* _Exercise_: Extract every line of the records that contains the string "wood", matching case exactly, and copy each of those lines.

* _Records provided_:
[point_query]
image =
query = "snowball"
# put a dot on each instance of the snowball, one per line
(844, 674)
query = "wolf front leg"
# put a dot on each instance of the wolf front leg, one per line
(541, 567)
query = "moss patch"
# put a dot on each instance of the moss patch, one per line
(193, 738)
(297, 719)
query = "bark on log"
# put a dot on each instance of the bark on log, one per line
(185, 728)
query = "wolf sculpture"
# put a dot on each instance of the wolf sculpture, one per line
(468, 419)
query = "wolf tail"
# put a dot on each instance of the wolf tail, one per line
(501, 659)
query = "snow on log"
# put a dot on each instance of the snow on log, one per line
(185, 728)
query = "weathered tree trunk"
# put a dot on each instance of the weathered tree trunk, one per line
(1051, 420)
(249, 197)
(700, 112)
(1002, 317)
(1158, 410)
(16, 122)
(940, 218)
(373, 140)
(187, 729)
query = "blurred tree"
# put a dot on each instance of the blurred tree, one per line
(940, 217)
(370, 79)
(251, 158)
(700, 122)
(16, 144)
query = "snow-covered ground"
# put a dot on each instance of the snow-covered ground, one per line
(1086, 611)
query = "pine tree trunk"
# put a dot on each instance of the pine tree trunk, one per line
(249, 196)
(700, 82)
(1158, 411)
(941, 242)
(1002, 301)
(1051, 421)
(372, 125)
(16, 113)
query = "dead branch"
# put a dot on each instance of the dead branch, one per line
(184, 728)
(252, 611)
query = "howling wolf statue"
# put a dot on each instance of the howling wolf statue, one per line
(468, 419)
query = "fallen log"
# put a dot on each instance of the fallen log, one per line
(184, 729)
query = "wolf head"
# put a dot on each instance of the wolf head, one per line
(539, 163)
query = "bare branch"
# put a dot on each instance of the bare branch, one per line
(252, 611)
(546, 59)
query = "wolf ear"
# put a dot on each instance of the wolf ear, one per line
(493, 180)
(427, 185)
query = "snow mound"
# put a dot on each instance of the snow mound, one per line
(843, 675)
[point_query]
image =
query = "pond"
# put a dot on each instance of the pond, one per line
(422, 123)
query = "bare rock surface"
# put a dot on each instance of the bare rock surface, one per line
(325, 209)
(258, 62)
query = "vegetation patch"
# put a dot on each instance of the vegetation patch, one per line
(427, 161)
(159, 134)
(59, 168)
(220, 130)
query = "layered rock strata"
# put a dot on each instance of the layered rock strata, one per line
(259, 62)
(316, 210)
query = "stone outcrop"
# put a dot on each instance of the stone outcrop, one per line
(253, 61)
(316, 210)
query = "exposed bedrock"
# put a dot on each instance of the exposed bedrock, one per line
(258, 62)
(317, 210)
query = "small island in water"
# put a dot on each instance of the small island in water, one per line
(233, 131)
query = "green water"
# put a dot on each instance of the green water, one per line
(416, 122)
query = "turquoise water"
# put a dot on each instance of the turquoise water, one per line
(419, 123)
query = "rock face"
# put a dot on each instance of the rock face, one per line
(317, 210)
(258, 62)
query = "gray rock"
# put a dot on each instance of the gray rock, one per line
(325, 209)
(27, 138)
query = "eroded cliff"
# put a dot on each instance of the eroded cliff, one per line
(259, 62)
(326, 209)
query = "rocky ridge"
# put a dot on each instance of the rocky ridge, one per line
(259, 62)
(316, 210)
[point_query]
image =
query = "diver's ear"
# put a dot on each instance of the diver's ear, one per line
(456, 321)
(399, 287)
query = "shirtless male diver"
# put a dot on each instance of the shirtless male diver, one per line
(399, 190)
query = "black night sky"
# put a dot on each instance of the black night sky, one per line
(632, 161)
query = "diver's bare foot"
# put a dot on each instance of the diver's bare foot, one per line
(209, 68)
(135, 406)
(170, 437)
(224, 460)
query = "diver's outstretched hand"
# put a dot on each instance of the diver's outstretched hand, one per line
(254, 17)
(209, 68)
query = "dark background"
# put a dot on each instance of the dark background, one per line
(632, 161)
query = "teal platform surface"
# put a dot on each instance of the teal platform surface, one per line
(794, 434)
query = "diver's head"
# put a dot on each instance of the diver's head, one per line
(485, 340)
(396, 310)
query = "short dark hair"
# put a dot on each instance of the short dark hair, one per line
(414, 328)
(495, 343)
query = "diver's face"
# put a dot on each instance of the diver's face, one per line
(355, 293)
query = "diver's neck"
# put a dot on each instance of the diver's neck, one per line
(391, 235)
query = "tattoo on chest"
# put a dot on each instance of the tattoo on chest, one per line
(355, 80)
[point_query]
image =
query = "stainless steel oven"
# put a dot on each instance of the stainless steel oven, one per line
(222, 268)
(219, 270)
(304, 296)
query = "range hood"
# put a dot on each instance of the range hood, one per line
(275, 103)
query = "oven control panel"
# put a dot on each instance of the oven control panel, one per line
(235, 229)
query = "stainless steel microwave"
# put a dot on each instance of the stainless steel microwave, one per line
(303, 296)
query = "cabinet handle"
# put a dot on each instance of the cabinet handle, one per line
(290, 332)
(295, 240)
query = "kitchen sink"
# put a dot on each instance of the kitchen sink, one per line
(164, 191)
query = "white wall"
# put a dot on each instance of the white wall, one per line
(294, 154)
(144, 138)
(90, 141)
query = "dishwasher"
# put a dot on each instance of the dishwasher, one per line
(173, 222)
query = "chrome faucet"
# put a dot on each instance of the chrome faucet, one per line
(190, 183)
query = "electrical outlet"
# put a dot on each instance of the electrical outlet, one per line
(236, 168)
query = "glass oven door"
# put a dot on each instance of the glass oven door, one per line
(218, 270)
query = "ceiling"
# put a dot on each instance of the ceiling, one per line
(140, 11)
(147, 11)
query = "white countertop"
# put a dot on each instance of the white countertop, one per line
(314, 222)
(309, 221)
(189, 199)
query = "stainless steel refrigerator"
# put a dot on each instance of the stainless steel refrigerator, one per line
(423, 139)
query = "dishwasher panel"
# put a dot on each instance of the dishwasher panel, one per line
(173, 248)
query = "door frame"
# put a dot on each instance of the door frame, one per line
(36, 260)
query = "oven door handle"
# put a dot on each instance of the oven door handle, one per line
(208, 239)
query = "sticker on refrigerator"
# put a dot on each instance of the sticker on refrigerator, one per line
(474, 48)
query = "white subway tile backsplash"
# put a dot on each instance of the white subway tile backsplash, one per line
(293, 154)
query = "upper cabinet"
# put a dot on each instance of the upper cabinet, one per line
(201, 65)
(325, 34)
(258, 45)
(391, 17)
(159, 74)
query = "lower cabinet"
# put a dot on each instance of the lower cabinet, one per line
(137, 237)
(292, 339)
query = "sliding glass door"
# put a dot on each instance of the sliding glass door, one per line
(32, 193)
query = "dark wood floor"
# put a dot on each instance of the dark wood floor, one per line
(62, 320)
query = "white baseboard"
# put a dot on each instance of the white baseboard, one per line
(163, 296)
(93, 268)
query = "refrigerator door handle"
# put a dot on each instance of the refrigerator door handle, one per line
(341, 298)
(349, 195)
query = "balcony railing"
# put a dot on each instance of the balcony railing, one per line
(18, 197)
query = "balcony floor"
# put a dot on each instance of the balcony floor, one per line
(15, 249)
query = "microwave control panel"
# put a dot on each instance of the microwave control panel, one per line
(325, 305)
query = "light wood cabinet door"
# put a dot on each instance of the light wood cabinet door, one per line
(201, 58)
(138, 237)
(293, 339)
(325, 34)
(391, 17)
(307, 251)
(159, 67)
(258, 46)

* _Solution for this exercise_:
query = "dark wood floor"
# put a dot on each instance of the dark wood floor, one per line
query = "light wood cabinet door"
# put a dot on each instance of the light wood cabinet door, one per line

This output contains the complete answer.